## TASK DIRECTIONS:
Only the pictures are dropped. Restate each line below word for word.

RECORDS TO USE START

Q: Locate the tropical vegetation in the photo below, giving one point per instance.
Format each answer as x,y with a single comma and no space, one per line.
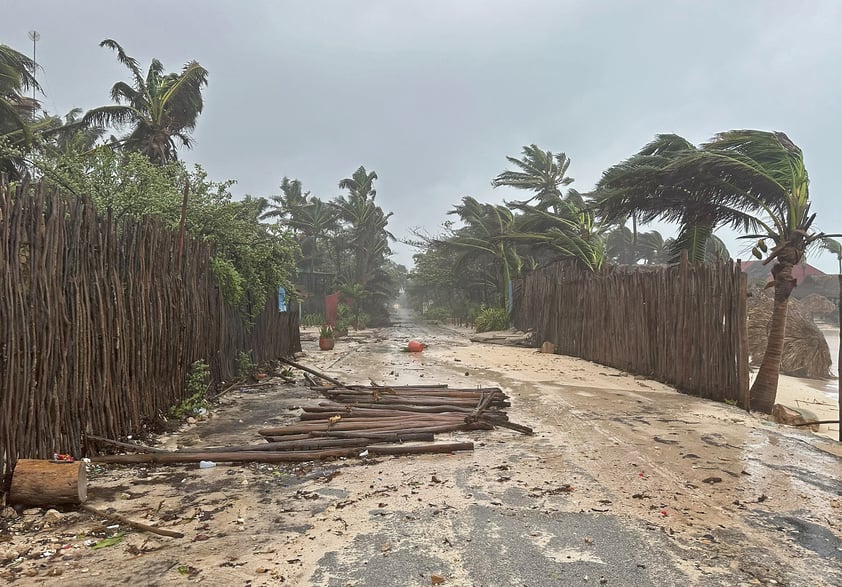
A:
749,180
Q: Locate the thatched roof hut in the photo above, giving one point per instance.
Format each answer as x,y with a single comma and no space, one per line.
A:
805,354
815,305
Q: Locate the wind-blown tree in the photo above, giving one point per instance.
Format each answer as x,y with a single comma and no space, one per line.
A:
314,223
292,196
20,125
538,171
487,237
555,225
365,221
360,185
750,180
159,109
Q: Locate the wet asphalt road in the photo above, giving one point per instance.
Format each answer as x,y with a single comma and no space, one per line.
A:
503,539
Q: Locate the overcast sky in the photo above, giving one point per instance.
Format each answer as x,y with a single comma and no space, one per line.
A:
433,94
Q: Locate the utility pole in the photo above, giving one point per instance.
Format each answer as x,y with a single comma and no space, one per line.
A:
34,36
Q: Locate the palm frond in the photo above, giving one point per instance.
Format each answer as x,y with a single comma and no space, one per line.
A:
130,62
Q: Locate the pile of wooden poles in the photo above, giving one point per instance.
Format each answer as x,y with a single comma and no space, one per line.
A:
356,421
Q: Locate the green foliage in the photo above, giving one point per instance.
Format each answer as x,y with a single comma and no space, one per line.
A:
228,278
308,320
344,319
196,383
490,319
251,259
243,365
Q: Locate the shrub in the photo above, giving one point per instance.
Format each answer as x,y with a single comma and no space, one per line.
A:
490,319
195,387
244,365
312,320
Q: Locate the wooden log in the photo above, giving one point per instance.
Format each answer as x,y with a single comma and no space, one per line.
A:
46,483
311,371
415,449
373,424
281,457
506,424
317,443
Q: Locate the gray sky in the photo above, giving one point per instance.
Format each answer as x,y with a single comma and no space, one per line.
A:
433,94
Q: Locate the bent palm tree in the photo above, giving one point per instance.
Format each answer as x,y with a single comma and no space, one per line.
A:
542,172
746,179
159,108
488,235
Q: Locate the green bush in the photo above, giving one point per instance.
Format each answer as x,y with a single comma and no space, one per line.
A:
312,320
195,387
490,319
244,365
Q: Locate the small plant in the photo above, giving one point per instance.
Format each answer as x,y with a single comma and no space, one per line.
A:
195,387
243,365
325,331
490,319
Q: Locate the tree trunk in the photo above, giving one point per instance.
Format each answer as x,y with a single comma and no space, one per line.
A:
47,483
765,388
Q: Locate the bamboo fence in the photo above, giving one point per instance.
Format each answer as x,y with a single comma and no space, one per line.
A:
684,324
101,321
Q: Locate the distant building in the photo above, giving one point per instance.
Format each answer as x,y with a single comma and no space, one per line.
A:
810,279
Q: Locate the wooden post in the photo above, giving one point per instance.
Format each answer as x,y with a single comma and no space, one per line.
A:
48,483
182,222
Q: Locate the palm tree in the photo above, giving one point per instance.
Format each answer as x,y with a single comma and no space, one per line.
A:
17,110
542,172
360,184
488,236
314,223
747,179
291,197
366,222
160,108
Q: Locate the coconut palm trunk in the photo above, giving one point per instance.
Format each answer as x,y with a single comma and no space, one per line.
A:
764,390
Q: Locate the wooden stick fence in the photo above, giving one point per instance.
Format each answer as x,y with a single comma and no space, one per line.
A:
684,324
101,320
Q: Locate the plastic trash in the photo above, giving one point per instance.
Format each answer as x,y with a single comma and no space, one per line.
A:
415,346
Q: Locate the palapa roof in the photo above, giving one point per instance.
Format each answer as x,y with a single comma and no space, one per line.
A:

RECORDS TO USE END

## YOUR RESPONSE:
Q: Locate the tropical vegetation in the photo below, giving one point per instance.
Format each answer as x,y with a single comma and no space, one per line.
A:
749,180
Q: Locate the thatched roof hut in the photo above, giving one point per instance.
Format each answer as x,y with a single comma and no space, one per line.
A:
805,354
815,305
Q: Locate the wind-blown tree in the photo above, giving one point per instance.
Format each answer as x,y with a single comma and no space, one per line.
A:
314,223
292,196
20,125
538,171
487,237
555,225
365,221
360,185
750,180
159,109
Q: Locate the wet asphalt road in the photo above, giving one point per instance.
Format each answer as x,y with a single comma and no space, one per line.
A:
503,539
Q: Locate the overcast sky in the photo above, giving one point per instance.
Format each answer as x,y with a single comma and no space, one per line.
A:
433,94
Q: Locate the utility pole in the photo above, giving one point per instance.
Format each answer as x,y with a single comma and no space, one per line.
A:
34,36
Q: Locate the palm frond in the photo above, giving one point per instance.
Format each answer as x,y with a single comma and no space, one per line.
A:
130,62
Q: Locate the pile of wooden poles in the photo above, giving one point per instance.
Format each answer as x,y with a single comma and no space, one per line.
A:
356,421
Q: Locate the green foliage in the photo above, giving one point per instance.
Format each answer as x,y with a single comma and no space, one per line.
A:
228,278
308,320
344,319
196,383
490,319
251,259
243,365
Q: Locate the shrub in the photo above, giving one point per instance.
Format each answer as x,y with a single comma and no space, one per line.
A:
490,319
195,387
244,365
312,320
Q: Locate the wooden log in the photo above, giving one point per instance.
Format each answer as x,y with a single comma and no space, one per line.
A:
46,483
311,371
415,449
373,424
281,457
506,424
317,443
Q: Locate the gray sky in the photo above, giving one point per instance.
Format each answer as x,y with a single comma and no space, one per line.
A:
433,94
Q: Locate the bent palm tree in the photo above, giving one point per instance.
Format each answer as x,y with a single comma and no space, one per line.
A:
542,172
746,179
159,108
488,235
Q: Locate the green bush in the photo above, giving one point per instance.
Format each answer as x,y with a single comma and no space, one per line.
A:
312,320
195,387
490,319
244,365
Q: Locate the small plant in the photo above, giving one point per instance.
Format each answer as x,y with a single comma and no space, one per line.
A:
195,387
243,365
325,331
490,319
Q: Locate the tree trunk in the photo above, giving one point per instance.
Format each answer as x,y with a single comma and no space, one per line.
A:
47,483
765,388
Q: Locate the bamboo fence in the photo above, giving one point per instance.
Format each answer as x,y with a single comma and no space, one per line.
A:
684,324
101,321
Q: Locate the distant building in the photo above, giving one point per instance.
Format each answer as x,y with a single comma and no space, one per line.
A:
810,279
Q: Locate the wooden post in the photo above, giving one point per instance.
Format each answer as x,y with a single comma and no space, one per line.
A:
48,483
182,222
Q: Locate the palm tree in the photo above, giving one point per instance.
Format each answer as x,y with a single comma and no space, one per line.
A:
17,110
542,172
360,184
488,236
314,223
747,179
291,197
366,222
160,108
Q: Locate the coconut palm trunk in the photo above, giving one point per instance.
Format each answer as x,y with a single comma and no space, one per line.
A:
764,390
Q: Locate the wooden stick fence in the photo above, giving one point per instance.
Format each answer as x,y with a single comma and no space, one per line.
A:
684,324
101,320
Q: Locate the plastic trash in the photo above, giving one point per instance.
Format each answer as x,y with a single comma and no space, one per line.
A:
415,346
Q: Locate the palapa roof in the photo above, giving one point per instance.
Format each answer as x,y with a single comma and no space, one per line.
A:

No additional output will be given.